» WHAT YOU HAVE TO DO
In the records below, find the line with "If you could identify the blue label" and the line with "If you could identify the red jacket"; return exactly those lines and every line between them.

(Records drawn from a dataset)
★ ★ ★ ★

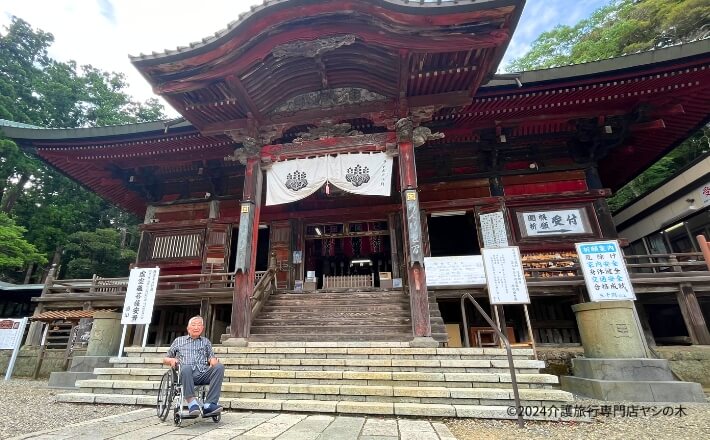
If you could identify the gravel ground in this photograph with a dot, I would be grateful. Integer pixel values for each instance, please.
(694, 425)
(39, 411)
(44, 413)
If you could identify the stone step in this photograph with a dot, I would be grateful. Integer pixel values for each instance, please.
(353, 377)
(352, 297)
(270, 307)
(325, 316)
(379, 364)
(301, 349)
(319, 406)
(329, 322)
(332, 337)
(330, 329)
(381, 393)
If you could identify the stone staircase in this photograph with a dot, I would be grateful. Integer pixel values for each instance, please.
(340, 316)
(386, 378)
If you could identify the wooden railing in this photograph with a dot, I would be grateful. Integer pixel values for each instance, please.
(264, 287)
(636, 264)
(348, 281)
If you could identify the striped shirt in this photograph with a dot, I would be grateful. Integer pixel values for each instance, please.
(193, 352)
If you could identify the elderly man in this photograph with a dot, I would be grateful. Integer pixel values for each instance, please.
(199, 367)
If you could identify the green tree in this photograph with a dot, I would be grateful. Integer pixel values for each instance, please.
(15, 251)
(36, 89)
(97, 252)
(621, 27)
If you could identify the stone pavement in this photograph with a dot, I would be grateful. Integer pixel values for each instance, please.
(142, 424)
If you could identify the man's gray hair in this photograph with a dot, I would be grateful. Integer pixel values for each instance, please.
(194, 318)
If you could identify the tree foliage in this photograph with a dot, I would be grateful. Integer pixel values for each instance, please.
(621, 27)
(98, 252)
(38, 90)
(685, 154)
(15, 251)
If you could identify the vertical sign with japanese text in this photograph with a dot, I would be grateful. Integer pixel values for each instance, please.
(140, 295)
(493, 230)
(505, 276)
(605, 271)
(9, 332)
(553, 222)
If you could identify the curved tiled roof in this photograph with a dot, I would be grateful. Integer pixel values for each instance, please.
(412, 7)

★ ★ ★ ★

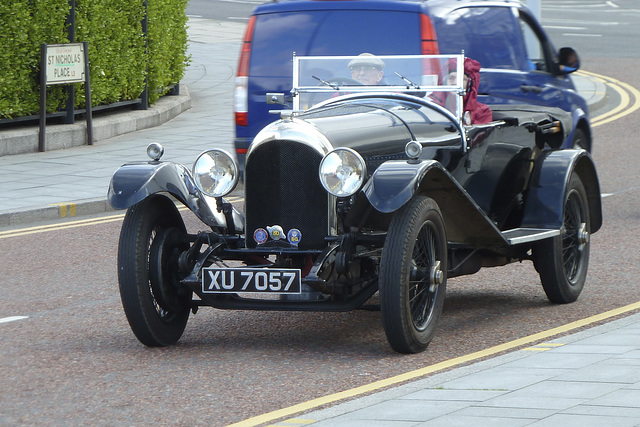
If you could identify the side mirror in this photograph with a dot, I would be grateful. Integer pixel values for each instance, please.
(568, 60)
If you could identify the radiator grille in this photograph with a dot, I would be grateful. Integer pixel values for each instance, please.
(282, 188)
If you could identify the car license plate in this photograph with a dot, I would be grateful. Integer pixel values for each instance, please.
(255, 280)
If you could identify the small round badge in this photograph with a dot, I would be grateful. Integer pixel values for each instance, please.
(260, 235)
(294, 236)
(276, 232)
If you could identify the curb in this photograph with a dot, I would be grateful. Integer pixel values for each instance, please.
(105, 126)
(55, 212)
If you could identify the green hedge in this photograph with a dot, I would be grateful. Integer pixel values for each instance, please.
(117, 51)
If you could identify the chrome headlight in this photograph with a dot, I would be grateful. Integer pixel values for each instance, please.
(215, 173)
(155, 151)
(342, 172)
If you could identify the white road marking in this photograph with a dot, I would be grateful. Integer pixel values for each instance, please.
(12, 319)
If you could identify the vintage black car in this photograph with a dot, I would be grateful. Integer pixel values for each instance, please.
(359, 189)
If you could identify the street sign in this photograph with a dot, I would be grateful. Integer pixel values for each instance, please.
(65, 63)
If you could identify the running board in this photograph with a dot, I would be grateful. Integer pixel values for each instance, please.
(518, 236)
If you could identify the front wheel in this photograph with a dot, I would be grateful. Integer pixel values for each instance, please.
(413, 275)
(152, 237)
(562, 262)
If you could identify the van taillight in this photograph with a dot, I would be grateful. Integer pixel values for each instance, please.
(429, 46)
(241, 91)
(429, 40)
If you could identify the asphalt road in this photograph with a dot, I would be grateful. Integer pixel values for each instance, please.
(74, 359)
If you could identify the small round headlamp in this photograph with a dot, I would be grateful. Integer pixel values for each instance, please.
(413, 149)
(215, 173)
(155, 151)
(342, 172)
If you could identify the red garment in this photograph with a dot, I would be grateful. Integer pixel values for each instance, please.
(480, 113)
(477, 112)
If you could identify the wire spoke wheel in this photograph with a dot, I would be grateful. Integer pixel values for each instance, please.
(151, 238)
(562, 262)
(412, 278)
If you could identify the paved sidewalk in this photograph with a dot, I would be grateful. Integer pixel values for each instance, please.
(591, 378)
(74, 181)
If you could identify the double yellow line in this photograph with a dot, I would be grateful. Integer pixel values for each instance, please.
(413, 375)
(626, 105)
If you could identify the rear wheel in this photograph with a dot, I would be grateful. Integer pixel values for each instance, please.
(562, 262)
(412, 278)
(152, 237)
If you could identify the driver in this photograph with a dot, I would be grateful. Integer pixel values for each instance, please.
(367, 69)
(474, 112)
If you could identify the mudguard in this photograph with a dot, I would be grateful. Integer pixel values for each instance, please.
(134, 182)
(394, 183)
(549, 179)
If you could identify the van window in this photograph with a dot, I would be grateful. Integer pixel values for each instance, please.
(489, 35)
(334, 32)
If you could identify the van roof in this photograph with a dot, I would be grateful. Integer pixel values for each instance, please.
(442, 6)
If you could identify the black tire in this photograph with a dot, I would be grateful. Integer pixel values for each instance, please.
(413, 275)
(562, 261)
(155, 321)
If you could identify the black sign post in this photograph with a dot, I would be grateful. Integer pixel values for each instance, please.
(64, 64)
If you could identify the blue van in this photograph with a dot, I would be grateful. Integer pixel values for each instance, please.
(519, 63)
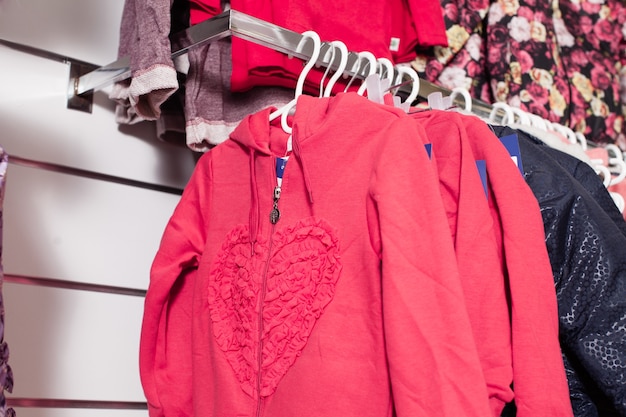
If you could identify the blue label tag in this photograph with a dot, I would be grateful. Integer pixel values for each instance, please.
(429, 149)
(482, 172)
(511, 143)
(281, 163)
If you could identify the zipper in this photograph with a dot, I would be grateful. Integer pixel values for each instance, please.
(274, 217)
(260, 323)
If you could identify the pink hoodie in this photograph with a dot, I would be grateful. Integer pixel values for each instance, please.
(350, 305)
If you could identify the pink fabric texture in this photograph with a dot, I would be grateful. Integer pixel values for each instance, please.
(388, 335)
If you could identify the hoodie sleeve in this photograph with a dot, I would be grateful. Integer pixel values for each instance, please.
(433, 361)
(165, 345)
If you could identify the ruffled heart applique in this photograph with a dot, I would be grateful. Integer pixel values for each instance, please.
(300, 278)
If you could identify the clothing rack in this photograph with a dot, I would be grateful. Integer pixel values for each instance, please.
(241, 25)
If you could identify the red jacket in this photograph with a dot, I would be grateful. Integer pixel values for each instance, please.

★ ★ ★ ★

» EXERCISE RESPONSE
If you could identify the blue label tag in this photograph with a dot, I would be grateful. Integer pixel values for each instance, please.
(429, 149)
(482, 172)
(511, 143)
(281, 163)
If you could identify the zipper in this photograph with a dot, I would be grateful. Integer pixel values for each instance, please.
(274, 217)
(260, 323)
If you could identify the pink hoodie in this photograph with a dot, I would be grateful. Integer pixel values for each instance, please.
(350, 305)
If you could identify the pink fabric texture in this photograph with a dot, I would be grateful. Integer pixel values for each instance, please.
(388, 335)
If you could identify the hoodie sleeve in this photograph with a dot, I would be grateful. Integer pixel values for each instance, please.
(433, 361)
(165, 345)
If you could identify the ruffled heart applique in this photograph with a dot, I would be grateful. Integer pixel values for each instance, please.
(300, 278)
If you could identify the clothing rack in this photograph with a dot, I would be grateful. Integer pixel values for each instance, please.
(241, 25)
If you could identify the red jacket in this photograph with a dot, I would be grateful. Integer pixel values for each instance, please.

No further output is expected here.